EXERCISE SET.
1. Summarize the post about worldview axioms in two sentences.
2. Reproduce word for word the passage of the post about worldview axioms that begins at the words "My worldview is" and stops after "would hold true.".

DOCUMENT SEGMENT.
━━━━

My worldview is created from mainly one axiom (contains two statements but they go hand in hand), i'm sure there are more and I could come up with a few, but the first is the most obvious/important.

Axiom 1. There is only 1 true God, and He has revealed Himself through the Bible in its original text.

Therefore I understand your point regarding the circular argument, you are quite true, I was just assuming the the responder regarding Faith being like science had this same axiom, and therefore my correction would hold true.

Despite this being an axiom I should be able to find some proof for it using some axioms, since the Biblical text tells me I can (as cited in Romans above). For this reason I will find it difficult to quickly come up with an argument, but will do my best.

If you could compile a list of axioms to work on I would appreciate that. Such as there is universal truth, or there exist some moral laws of which the set contains elements x, y, ... or any others you might wish to start with.

━━━━

[Dataset excerpts on pointing to objects]

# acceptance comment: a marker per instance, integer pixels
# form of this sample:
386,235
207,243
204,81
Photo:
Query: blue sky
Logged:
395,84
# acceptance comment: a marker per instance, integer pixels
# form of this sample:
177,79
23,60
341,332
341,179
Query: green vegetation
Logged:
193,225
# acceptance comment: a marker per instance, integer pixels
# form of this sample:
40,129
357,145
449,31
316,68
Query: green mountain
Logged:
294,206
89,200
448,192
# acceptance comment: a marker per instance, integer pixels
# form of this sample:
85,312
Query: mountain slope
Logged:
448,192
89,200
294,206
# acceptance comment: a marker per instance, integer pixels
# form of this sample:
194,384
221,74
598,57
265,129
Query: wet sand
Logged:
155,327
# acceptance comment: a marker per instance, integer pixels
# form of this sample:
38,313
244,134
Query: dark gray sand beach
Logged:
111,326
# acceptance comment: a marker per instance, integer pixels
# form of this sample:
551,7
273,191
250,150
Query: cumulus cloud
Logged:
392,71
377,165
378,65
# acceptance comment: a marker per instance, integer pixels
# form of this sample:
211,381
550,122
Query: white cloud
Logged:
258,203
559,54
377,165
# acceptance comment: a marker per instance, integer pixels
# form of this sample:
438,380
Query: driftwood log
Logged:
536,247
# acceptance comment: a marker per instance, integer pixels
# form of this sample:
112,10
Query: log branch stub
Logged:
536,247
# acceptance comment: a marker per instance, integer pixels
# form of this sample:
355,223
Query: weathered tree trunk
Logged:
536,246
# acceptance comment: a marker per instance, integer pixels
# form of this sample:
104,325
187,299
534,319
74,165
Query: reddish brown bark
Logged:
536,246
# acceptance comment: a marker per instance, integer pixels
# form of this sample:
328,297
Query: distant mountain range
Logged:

━━━━

RESULTS OF THE EXERCISE.
1. The writer's worldview rests mainly on one axiom: there is only one true God, and He has revealed Himself through the Bible in its original text. Granting the point about circular argument, the writer says some proof of this axiom should still be possible from other axioms, since the Biblical text says so, and asks for a list of axioms to work from, such as the existence of universal truth or of moral laws.

2.
My worldview is created from mainly one axiom (contains two statements but they go hand in hand), i'm sure there are more and I could come up with a few, but the first is the most obvious/important.

Axiom 1. There is only 1 true God, and He has revealed Himself through the Bible in its original text.

Therefore I understand your point regarding the circular argument, you are quite true, I was just assuming the the responder regarding Faith being like science had this same axiom, and therefore my correction would hold true.